* Begin Quoted passage *

Integer hashing functions that compile to optimal assembly #37

hoxxep · 2025-09-26T13:46:26Z

@Nicoshev totally up to you whether you want to include these or not. I'm also happy to adjust docs or rename things per your preference. I wrote them for the godbolt example, so figured it's worth at least having a PR to refer back to if someone needs it in future.

I assume we'll leave it up to the end user to write their own integer-tuple hash functions, as they should simply be using rapidhash_to_le_* and building a byte array to then be hashed with a constant length.

Fixed size (integer data) variants of rapidhashNano #36
and thanks to @EvanBalster for the suggestion

hoxxep · 2025-09-26T13:51:44Z

Actually, this needs some more preprocessor logic per rapid_read64, and then we can simplify the rapid_read definitions.

EvanBalster · 2025-09-26T21:56:08Z

While I don't think this is an inelegant solution, I am a bit leery of relying on the optimizer to consolidate two byteswaps down to a no-op. I'm putting together an alternative take at this that uses a new _internal function accepting a pair of uint64_t instead of a buffer.

* End Quoted passage *

* _Brief 1_
Answer these about the thread on integer hashing functions:
(a) Which functions should end users be using to build a byte array for their own integer-tuple hash functions?
(b) In the second post, what would need to be added before the rapid_read definitions can be simplified?
(c) What does the new _internal function in EvanBalster's alternative accept instead of a buffer?
* _Brief 2_
Please repeat the passage from the thread on integer hashing functions that begins at the words "I assume we'll" and stops after "of a buffer.".

* Begin Data *

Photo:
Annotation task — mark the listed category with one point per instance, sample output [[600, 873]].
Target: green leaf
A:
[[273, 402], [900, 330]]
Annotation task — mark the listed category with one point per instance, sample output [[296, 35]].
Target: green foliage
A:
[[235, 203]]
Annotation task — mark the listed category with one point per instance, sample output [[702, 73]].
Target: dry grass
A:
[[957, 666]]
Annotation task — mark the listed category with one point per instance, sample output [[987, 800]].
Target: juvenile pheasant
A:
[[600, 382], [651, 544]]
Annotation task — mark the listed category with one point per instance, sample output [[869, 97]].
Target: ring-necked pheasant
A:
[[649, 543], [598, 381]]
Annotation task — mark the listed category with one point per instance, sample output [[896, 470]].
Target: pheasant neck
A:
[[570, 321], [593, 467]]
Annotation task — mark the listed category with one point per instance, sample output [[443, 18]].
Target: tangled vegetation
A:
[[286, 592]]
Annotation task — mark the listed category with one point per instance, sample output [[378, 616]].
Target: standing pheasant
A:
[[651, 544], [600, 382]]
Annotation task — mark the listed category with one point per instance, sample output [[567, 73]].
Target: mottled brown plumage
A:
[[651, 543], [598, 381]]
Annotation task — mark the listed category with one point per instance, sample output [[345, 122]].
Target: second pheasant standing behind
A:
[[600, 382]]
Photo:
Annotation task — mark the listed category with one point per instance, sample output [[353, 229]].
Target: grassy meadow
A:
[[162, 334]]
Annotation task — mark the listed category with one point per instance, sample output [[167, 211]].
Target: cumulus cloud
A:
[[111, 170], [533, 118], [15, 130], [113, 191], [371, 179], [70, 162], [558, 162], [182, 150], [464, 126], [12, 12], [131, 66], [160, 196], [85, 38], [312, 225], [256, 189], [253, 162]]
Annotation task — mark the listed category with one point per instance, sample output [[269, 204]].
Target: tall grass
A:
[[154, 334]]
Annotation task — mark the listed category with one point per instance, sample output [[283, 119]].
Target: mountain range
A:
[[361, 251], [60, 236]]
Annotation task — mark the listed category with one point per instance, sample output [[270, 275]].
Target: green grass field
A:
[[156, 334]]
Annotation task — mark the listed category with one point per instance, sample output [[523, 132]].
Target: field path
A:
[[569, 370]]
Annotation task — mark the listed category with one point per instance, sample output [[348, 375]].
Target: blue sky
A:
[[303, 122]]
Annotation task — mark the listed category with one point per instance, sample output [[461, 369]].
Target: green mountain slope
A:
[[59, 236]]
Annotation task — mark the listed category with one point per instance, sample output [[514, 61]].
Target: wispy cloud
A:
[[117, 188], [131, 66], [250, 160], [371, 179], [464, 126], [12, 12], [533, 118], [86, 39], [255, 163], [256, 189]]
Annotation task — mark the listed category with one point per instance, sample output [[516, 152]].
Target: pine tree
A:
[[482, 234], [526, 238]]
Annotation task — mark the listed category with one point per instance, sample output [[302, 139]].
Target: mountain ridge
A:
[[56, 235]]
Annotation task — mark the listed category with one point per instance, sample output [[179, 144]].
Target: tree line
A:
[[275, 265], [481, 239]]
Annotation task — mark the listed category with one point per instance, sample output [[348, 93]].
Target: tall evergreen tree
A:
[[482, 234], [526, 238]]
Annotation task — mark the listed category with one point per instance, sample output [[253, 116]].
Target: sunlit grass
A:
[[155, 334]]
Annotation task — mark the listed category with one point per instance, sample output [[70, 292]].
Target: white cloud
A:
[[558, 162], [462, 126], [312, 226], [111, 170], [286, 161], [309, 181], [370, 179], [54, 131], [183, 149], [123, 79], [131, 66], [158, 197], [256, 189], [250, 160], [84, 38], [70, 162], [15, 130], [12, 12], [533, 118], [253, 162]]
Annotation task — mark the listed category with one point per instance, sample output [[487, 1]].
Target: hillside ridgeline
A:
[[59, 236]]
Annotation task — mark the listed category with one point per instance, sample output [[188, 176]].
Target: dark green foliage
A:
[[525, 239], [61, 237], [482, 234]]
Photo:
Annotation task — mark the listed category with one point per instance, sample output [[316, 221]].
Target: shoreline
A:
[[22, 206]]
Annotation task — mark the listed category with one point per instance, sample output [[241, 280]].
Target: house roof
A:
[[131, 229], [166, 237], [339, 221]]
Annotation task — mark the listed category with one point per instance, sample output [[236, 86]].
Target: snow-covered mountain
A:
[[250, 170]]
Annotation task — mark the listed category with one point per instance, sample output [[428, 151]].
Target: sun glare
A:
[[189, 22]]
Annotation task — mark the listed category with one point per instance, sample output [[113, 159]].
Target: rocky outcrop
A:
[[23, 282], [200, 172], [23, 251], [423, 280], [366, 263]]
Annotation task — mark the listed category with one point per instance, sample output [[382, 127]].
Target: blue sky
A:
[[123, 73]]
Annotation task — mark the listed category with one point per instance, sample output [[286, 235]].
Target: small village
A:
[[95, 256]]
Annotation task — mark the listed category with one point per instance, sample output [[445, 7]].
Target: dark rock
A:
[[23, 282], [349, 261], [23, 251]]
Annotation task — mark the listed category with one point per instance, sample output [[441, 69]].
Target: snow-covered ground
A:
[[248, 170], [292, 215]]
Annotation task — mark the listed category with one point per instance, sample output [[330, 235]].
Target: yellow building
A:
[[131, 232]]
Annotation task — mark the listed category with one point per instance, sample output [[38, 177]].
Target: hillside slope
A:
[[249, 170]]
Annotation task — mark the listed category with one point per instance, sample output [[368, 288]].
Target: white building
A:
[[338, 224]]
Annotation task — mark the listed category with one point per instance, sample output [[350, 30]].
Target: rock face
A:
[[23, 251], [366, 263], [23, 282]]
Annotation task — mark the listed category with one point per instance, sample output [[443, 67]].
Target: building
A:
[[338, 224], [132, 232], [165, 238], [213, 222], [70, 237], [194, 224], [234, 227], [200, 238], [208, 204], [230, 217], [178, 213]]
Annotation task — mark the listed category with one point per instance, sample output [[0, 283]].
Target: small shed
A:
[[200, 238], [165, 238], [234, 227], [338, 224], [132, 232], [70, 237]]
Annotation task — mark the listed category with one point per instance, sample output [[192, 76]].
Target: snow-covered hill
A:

* End Data *

* _Response 1_
(a) rapidhash_to_le_*
(b) More preprocessor logic per rapid_read64
(c) A pair of uint64_t

* _Response 2_
I assume we'll leave it up to the end user to write their own integer-tuple hash functions, as they should simply be using rapidhash_to_le_* and building a byte array to then be hashed with a constant length.

Fixed size (integer data) variants of rapidhashNano #36
and thanks to @EvanBalster for the suggestion

hoxxep · 2025-09-26T13:51:44Z

Actually, this needs some more preprocessor logic per rapid_read64, and then we can simplify the rapid_read definitions.

EvanBalster · 2025-09-26T21:56:08Z

While I don't think this is an inelegant solution, I am a bit leery of relying on the optimizer to consolidate two byteswaps down to a no-op. I'm putting together an alternative take at this that uses a new _internal function accepting a pair of uint64_t instead of a buffer.